* What this task involves *
Give back the full data character for character.

* Data excerpts *
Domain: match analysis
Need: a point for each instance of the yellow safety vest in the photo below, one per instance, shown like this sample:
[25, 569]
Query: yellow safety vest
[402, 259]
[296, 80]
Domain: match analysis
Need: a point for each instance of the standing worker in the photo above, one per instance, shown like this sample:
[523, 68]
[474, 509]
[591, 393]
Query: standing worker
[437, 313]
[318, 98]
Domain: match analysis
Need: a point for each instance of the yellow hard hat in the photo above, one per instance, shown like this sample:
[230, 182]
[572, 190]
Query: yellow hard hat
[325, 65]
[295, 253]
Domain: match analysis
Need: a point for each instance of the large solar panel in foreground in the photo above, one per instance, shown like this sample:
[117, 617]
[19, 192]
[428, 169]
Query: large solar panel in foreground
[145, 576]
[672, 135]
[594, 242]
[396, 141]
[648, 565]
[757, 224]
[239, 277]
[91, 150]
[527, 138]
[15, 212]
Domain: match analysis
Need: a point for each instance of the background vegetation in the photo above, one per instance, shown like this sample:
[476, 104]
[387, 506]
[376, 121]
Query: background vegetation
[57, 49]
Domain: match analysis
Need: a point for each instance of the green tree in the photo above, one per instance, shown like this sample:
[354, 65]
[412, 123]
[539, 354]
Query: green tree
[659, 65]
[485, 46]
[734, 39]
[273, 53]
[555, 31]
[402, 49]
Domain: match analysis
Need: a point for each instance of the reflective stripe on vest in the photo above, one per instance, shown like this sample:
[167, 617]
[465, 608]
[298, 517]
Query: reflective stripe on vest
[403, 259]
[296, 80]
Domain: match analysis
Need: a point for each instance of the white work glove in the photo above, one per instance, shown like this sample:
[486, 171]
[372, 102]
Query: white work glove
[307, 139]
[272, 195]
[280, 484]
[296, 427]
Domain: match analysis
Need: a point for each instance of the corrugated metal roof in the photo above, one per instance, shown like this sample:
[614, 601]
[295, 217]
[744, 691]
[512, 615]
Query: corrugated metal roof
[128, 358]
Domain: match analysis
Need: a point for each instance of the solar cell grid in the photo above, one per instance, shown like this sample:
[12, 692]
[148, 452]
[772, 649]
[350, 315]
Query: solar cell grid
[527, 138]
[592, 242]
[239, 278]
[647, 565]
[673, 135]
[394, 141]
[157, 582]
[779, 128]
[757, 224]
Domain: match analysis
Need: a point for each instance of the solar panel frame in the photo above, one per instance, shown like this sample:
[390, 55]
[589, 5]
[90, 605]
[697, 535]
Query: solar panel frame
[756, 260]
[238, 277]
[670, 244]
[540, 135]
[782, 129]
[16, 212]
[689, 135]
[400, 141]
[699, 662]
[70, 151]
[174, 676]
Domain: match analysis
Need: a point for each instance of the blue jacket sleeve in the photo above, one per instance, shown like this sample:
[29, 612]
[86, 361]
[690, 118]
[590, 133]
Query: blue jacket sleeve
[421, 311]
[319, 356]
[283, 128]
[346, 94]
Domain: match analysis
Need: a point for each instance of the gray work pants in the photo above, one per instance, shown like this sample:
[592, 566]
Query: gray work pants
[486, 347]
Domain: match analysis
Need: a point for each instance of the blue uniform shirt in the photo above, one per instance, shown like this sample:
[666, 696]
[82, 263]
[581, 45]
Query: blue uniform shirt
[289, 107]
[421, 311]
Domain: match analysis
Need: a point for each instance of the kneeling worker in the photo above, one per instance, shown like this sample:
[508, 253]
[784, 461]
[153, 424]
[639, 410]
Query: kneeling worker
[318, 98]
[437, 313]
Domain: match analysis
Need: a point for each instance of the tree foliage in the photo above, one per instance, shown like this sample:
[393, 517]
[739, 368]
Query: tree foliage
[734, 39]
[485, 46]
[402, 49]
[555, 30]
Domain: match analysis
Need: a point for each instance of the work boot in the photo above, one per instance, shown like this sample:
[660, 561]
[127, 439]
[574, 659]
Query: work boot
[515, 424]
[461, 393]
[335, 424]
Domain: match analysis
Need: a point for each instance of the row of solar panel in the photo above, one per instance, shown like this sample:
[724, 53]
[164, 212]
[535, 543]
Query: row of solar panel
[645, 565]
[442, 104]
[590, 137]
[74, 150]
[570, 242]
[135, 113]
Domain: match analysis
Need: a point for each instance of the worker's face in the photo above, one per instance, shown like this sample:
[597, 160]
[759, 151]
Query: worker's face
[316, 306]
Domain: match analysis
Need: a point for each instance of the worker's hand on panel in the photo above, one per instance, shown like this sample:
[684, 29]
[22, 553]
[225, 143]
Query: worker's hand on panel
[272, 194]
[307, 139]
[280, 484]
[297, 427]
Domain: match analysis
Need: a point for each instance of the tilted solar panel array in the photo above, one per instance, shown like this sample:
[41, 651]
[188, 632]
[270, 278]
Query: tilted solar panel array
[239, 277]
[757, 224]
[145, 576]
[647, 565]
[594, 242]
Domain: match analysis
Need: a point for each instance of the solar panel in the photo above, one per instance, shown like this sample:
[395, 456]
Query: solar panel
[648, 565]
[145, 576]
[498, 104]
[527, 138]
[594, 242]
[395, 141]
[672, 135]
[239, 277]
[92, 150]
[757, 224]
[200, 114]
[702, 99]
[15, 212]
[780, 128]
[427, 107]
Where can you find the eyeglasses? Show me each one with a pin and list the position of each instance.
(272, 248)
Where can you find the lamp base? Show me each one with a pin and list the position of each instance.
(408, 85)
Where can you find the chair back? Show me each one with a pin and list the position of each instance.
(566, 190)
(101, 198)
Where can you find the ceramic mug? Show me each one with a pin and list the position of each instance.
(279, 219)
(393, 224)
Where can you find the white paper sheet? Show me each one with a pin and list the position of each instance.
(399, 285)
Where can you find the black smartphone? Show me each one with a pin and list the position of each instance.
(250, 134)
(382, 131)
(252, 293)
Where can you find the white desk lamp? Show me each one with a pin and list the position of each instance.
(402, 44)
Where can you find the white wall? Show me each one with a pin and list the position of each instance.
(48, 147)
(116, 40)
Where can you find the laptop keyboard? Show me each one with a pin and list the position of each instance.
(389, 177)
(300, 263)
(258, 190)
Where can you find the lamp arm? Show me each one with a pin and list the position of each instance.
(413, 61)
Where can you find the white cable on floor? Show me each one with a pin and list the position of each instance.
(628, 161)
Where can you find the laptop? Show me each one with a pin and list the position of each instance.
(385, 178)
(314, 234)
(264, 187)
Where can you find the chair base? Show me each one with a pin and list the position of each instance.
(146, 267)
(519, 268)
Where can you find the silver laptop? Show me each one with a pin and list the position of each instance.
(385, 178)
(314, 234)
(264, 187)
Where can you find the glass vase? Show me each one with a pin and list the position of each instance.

* Written solution *
Domain: match analysis
Need: a point for each instance of the yellow safety vest in the photo below, one per instance, shown like this sample:
[25, 569]
Query: yellow safety vest
[402, 259]
[296, 80]
Domain: match analysis
Need: a point for each instance of the standing worker in the photo above, one per instance, shown like this sample:
[523, 68]
[474, 509]
[591, 393]
Query: standing worker
[437, 313]
[318, 98]
Domain: match analysis
Need: a point for each instance of the yellow hard hat in the photo above, one per instance, shown like this sample:
[230, 182]
[572, 190]
Query: yellow hard hat
[325, 65]
[295, 253]
Domain: match analysis
Need: a point for each instance of the large solar panel in foreground in the photo above, one per instance, shown like this sample:
[117, 617]
[19, 192]
[428, 169]
Query: large solar panel in foreground
[145, 576]
[672, 135]
[594, 242]
[396, 141]
[648, 565]
[757, 224]
[239, 277]
[91, 150]
[527, 138]
[15, 212]
Domain: match analysis
Need: a point for each instance of the background vegetation in the photo above, one per instance, shown like this sample:
[476, 104]
[387, 506]
[376, 121]
Query: background vegetation
[57, 49]
Domain: match analysis
Need: a point for each instance of the green tree in the photo above, one per instance, shown like this sample:
[354, 65]
[412, 123]
[539, 354]
Query: green tree
[659, 65]
[485, 46]
[734, 39]
[273, 53]
[555, 31]
[402, 49]
Domain: match analysis
Need: a point for each instance of the reflective stripe on vest in the photo above, one per instance, shown like this sample:
[167, 617]
[465, 608]
[298, 517]
Query: reflective stripe on vest
[403, 259]
[296, 80]
Domain: match analysis
Need: a point for each instance of the white work glove in the photo above, one per instance, shown like this sample:
[486, 171]
[372, 102]
Query: white work glove
[307, 139]
[272, 195]
[280, 484]
[296, 427]
Domain: match analysis
Need: a point for each instance of the corrugated metal roof in the photo above, one per instance, shown like this sample:
[614, 601]
[295, 217]
[744, 691]
[512, 615]
Query: corrugated metal roof
[128, 358]
Domain: match analysis
Need: a point for each instance of the solar cell grid in the photo above, one per instance, shown like this sample:
[12, 692]
[148, 452]
[772, 649]
[350, 315]
Query: solar cell grid
[527, 138]
[592, 242]
[239, 278]
[647, 565]
[673, 135]
[394, 141]
[157, 582]
[779, 128]
[757, 224]
Domain: match analysis
Need: a point for each instance of the solar panel frame in the photo above, one per instance, shown like this sample:
[390, 55]
[589, 5]
[90, 605]
[697, 535]
Query: solar panel frame
[756, 260]
[238, 277]
[670, 244]
[540, 135]
[782, 129]
[16, 212]
[689, 135]
[400, 141]
[699, 662]
[70, 151]
[174, 676]
Domain: match analysis
Need: a point for each instance of the blue jacket sleeve in the photo above, one per instance, shown like this sample:
[29, 612]
[86, 361]
[690, 118]
[590, 133]
Query: blue jacket sleeve
[421, 311]
[319, 356]
[283, 128]
[346, 94]
Domain: match analysis
Need: a point for each instance of the gray work pants in the photo above, one per instance, shown like this sample:
[592, 566]
Query: gray work pants
[486, 347]
Domain: match analysis
Need: a point for each instance of the blue uniform shirt in the photo above, one per instance, shown like this sample:
[666, 696]
[82, 263]
[581, 45]
Query: blue uniform shirt
[289, 107]
[421, 311]
Domain: match analysis
Need: a point for each instance of the kneeling worker in the photo above, one per instance, shown like this sample:
[508, 253]
[784, 461]
[153, 424]
[639, 410]
Query: kneeling worker
[318, 98]
[437, 313]
Domain: match analysis
Need: a point for each instance of the tree foliage in the photo above, one per instance, shown like this sample:
[393, 517]
[739, 368]
Query: tree foliage
[734, 39]
[485, 46]
[402, 49]
[555, 30]
Domain: match analysis
Need: a point for each instance of the work boot in the photo above, one per instance, shown like this sample:
[660, 561]
[127, 439]
[574, 659]
Query: work boot
[515, 424]
[461, 393]
[335, 424]
Domain: match analysis
Need: a point for each instance of the row of solar panel in the photo above, one per instance, shown like this sample:
[724, 53]
[164, 212]
[535, 543]
Query: row of solar panel
[645, 565]
[442, 104]
[590, 137]
[74, 150]
[570, 242]
[135, 113]
Domain: match analysis
Need: a point for each instance of the worker's face in the photo above, one per instance, shown like this sample:
[597, 160]
[759, 151]
Query: worker's face
[316, 306]
Domain: match analysis
Need: a point for each instance of the worker's hand on panel in the photo above, one per instance, shown like this sample:
[684, 29]
[22, 553]
[225, 143]
Query: worker's hand on panel
[272, 194]
[307, 139]
[280, 484]
[297, 427]
Domain: match analysis
Need: a point for each instance of the tilted solar panel array in the photo above, one per instance, shown like this sample:
[41, 651]
[188, 632]
[270, 278]
Query: tilted solar panel array
[239, 277]
[757, 224]
[145, 576]
[647, 565]
[594, 242]
Domain: match analysis
Need: a point for each instance of the solar panel in the photo above, one per instance, shown like this sample:
[395, 456]
Query: solar panel
[648, 565]
[145, 576]
[498, 104]
[527, 138]
[594, 242]
[395, 141]
[672, 135]
[239, 277]
[92, 150]
[757, 224]
[200, 114]
[702, 99]
[15, 212]
[780, 128]
[427, 107]
Where can you find the eyeglasses? Show me each one with a pin and list the position of each instance.
(272, 248)
Where can you find the lamp base? Show me each one with a pin and list the position of each instance.
(408, 85)
Where can you find the chair back? Show me each one with a pin and list the position of each instance.
(566, 190)
(101, 198)
Where can you find the ceramic mug? Show me each one with a pin and list the position of each instance.
(279, 219)
(393, 224)
Where can you find the white paper sheet? Show me each one with a pin and list the position of each instance.
(399, 285)
Where can you find the black smartphone? Show me each one with a pin and list the position of each instance.
(250, 134)
(382, 131)
(252, 293)
Where can you find the white desk lamp? Show me each one with a pin and list the position of each instance.
(402, 44)
Where can you find the white wall? Show me each one with a pin and list the position of each instance.
(48, 147)
(116, 40)
Where can you find the laptop keyboard? Show me each one with a pin and list the position of each instance.
(389, 177)
(300, 263)
(258, 190)
Where can you find the lamp arm? Show me each one with a pin and list the position of each instance.
(413, 61)
Where can you find the white cable on floor? Show me each one with a pin and list the position of each instance.
(628, 161)
Where can you find the laptop? Show me each one with a pin and list the position of each instance.
(385, 178)
(314, 234)
(264, 187)
Where can you find the chair base? Show me each one with a pin and list the position of each instance.
(146, 267)
(519, 268)
Where can you find the silver laptop? Show me each one with a pin and list the position of each instance.
(385, 178)
(314, 234)
(264, 187)
Where can you find the glass vase? Show me each one with a pin and list the position of each instance.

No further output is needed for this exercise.